**PROMPT 1**
Retype the Medicaid article word for word, everything from "Proposed changes would" down to "members of Congress.".
**PROMPT 2**
Write the next part of the article on proposed Medicaid funding changes, starting after its final sentence.

**DOCUMENT SECTION**
--- --- ---
Proposed changes would put Medicaid recipients, providers at risk, advocates say
Congress should reject proposed “radical structural changes” to Medicaid funding that would lead to reduced services for beneficiaries and payments for providers, 100 advocacy organizations, including LeadingAge, told legislative branch leaders Friday.
Financing Medicaid through block grants or per-capita caps would lead to fewer people covered, fewer services available and higher healthcare costs for lower-income individuals, the groups said in a letter to Senate Majority Leader Mitch McConnell (R-KY), House Speaker Paul Ryan (R-WI), Senate Majority Leader Chuck Schumer (D-NY) and House Minority Leader Nancy Pelosi (D-CA). Both ideas recently have been suggested by members of Congress.
“These proposals are designed to reduce federal support to state Medicaid programs, not to better serve Americans who rely on Medicaid to access health and long-term care,” the letter said. “Medicaid block grants or per capita caps would impose rigid limits on the amount of federal money available to states for Medicaid, endangering the health and wellbeing of older adults, people with disabilities and their families.”
Medicaid covered more than one in seven (6 million) older Americans in 2015 and provides income and jobs to hospitals, private physicians and other healthcare providers, the groups noted. “Today, Medicaid pays for approximately 61% of all [long-term services and supports] expenditures, including services in nursing facilities, in various community settings, including assisted living residences and adult foster homes, and in the home,” the letter said.
--- --- ---
Stored data:
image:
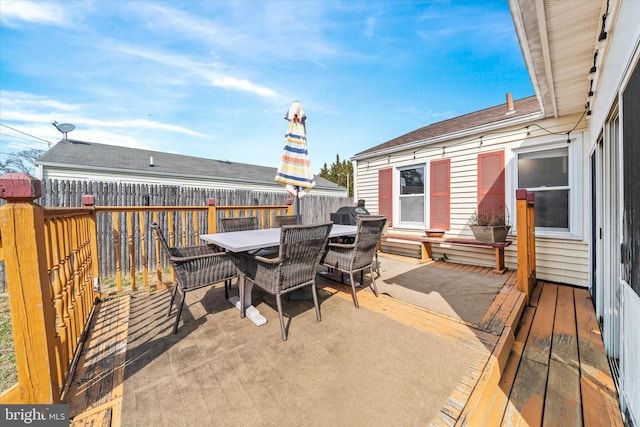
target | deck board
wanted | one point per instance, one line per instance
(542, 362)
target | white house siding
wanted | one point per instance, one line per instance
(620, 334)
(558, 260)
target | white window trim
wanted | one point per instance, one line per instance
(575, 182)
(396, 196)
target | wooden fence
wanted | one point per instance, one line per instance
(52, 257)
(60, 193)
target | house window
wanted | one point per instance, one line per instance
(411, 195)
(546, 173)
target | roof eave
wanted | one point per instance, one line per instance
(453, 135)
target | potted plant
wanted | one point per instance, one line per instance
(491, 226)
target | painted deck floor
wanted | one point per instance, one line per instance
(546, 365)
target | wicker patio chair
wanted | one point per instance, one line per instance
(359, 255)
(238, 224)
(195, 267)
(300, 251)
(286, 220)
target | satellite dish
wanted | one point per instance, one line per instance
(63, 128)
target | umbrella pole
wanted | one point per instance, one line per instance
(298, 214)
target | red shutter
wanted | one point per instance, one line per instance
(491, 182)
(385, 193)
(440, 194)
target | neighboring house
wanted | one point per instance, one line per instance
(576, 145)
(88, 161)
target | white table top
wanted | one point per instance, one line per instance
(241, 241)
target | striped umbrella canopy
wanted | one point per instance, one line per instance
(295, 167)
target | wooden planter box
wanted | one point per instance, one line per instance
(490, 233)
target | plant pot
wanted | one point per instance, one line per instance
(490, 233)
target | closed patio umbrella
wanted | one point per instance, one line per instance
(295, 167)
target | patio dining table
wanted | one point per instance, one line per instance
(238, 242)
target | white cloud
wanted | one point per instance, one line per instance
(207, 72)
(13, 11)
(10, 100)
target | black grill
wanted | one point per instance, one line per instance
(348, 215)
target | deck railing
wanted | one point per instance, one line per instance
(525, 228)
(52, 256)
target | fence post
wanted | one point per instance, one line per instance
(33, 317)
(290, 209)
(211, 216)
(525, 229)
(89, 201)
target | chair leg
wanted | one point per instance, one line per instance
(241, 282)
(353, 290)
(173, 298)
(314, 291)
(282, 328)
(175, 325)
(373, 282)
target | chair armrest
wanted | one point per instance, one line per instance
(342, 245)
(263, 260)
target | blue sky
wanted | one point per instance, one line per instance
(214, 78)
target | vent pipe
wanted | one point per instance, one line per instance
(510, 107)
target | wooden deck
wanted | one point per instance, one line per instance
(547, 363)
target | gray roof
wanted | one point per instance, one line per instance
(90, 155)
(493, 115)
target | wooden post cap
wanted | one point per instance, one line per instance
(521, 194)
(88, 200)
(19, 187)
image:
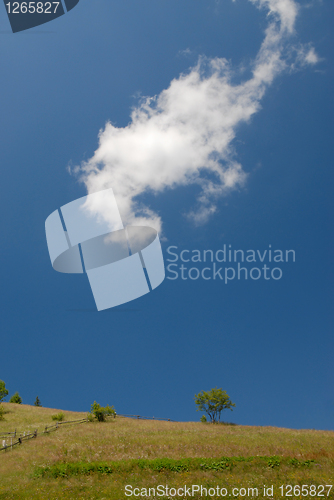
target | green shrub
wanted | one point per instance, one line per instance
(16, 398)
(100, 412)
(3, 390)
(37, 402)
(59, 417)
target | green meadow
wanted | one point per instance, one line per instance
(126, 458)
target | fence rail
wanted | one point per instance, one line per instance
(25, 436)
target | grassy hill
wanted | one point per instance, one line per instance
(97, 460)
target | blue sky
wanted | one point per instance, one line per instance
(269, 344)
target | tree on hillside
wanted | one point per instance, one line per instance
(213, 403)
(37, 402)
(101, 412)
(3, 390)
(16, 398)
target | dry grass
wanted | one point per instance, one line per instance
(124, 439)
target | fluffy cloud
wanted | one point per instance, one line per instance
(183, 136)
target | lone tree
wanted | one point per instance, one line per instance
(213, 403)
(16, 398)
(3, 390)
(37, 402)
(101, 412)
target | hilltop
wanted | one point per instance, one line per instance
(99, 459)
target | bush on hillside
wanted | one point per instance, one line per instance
--- --- ---
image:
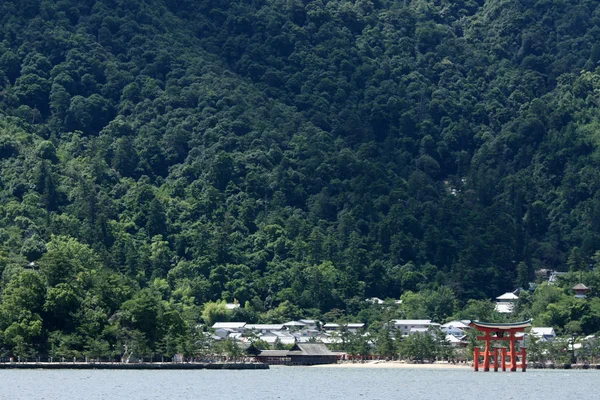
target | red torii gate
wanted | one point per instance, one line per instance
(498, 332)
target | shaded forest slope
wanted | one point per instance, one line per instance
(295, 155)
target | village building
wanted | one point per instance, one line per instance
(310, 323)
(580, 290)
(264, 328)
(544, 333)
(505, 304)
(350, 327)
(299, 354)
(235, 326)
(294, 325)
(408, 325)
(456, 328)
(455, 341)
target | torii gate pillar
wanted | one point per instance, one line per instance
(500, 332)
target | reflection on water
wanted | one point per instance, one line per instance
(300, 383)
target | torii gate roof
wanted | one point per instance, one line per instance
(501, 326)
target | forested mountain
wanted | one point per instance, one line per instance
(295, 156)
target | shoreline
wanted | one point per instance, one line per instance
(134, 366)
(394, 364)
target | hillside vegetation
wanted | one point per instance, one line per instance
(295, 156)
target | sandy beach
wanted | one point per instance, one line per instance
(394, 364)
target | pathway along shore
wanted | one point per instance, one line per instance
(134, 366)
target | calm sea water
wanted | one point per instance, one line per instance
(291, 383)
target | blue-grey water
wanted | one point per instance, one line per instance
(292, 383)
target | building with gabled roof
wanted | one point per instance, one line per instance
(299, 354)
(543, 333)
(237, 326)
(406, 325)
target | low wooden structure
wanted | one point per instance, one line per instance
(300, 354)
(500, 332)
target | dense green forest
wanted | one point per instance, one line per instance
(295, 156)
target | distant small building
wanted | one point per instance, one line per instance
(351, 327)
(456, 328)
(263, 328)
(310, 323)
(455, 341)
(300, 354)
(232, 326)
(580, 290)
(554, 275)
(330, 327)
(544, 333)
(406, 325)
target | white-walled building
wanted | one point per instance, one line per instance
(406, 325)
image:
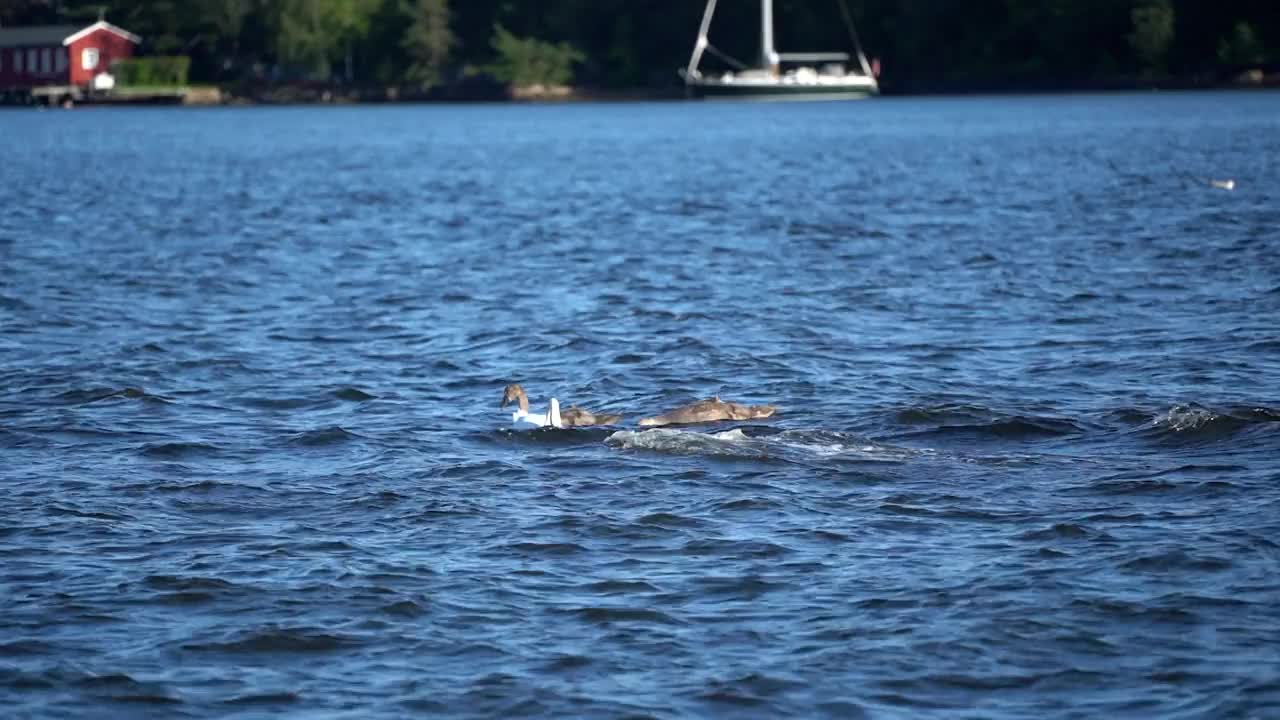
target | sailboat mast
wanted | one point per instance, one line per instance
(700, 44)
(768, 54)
--- --- ---
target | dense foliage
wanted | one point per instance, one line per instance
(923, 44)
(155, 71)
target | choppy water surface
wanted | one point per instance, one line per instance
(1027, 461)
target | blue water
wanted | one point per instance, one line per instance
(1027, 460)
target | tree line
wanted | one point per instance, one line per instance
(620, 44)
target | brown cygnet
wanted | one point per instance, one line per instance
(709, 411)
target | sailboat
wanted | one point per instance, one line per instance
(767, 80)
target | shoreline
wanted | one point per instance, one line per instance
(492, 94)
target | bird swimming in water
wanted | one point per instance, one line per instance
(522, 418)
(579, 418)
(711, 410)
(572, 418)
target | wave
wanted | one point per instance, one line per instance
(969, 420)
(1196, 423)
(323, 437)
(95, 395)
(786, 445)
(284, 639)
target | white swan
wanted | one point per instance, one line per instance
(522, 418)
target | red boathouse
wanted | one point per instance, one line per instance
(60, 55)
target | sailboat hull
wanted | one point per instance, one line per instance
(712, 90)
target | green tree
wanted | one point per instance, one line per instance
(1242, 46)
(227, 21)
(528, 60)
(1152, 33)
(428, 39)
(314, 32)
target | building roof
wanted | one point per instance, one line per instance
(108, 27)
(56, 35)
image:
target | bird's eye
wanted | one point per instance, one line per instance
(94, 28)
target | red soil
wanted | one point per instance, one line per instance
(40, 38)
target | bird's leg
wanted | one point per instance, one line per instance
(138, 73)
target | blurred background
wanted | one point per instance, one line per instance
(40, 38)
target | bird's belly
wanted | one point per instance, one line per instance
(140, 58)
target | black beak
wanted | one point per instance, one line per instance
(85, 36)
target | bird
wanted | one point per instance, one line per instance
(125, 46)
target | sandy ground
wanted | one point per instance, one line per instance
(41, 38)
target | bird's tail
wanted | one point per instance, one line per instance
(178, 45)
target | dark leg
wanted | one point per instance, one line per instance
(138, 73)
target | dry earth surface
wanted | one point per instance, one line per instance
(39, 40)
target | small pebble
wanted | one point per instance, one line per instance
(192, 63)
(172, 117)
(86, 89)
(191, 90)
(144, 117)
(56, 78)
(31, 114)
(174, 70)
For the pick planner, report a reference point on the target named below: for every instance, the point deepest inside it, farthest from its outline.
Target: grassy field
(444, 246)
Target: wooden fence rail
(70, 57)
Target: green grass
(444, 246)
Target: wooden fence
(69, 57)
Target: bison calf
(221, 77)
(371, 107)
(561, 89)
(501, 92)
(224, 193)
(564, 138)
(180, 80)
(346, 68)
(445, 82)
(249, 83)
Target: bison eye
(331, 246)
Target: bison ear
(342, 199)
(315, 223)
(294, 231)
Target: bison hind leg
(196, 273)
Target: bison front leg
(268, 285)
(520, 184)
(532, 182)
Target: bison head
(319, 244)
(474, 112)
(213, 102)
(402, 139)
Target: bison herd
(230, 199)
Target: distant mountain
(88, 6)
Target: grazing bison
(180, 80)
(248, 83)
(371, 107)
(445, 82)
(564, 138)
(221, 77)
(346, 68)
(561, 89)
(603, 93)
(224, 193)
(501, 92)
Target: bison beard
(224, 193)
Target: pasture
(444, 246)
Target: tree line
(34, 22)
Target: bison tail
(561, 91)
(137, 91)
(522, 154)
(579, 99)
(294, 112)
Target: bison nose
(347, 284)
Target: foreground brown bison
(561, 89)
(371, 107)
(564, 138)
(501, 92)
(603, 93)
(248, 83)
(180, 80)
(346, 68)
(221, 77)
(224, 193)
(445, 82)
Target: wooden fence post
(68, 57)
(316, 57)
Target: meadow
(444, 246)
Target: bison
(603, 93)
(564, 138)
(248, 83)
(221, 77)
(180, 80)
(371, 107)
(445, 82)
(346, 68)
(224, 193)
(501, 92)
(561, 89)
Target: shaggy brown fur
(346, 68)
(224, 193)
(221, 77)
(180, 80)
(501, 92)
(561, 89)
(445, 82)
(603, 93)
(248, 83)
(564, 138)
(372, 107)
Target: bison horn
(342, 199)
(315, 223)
--- --- ---
**RESULT 1**
Proposed changes would put Medicaid recipients, providers at risk, advocates say
Congress should reject proposed “radical structural changes” to Medicaid funding that would lead to reduced services for beneficiaries and payments for providers, 100 advocacy organizations, including LeadingAge, told legislative branch leaders Friday.
Financing Medicaid through block grants or per-capita caps would lead to fewer people covered, fewer services available and higher healthcare costs for lower-income individuals, the groups said in a letter to Senate Majority Leader Mitch McConnell (R-KY), House Speaker Paul Ryan (R-WI), Senate Majority Leader Chuck Schumer (D-NY) and House Minority Leader Nancy Pelosi (D-CA). Both ideas recently have been suggested by members of Congress.

**RESULT 2**
Currently, the groups said, the federal government pays a fixed share of states' Medicaid costs that averages more than 60%. Under a block grant, the federal government would pay its share of a state's Medicaid costs only up to an overall fixed amount, the letter stated, and under a per-capita cap, the federal government would pay its share of a state's Medicaid costs only up to a fixed amount per beneficiary.
“Unlike the current Medicaid structure, a state experiencing higher-than-usual enrollment and/or Medicaid spending per enrollee (reflecting changes in a state's demographics, economy, medical needs or the introduction of new, lifesaving breakthroughs, for example) would no longer receive matching federal funds above its block grant or cap,” the groups said.
Some of the other organizations signing the letter included Altarum Institute's Center for Elder Care and Advanced Illness, the American Geriatrics Society, Justice in Aging, the Gerontological Society of America, Lutheran Services in America, the National Association of Social Workers, the National Association of State Long-Term Care Ombudsman Programs, the National Consumer Voice for Quality Long-Term Care, the National Council on Aging and the Paraprofessional Healthcare Institute.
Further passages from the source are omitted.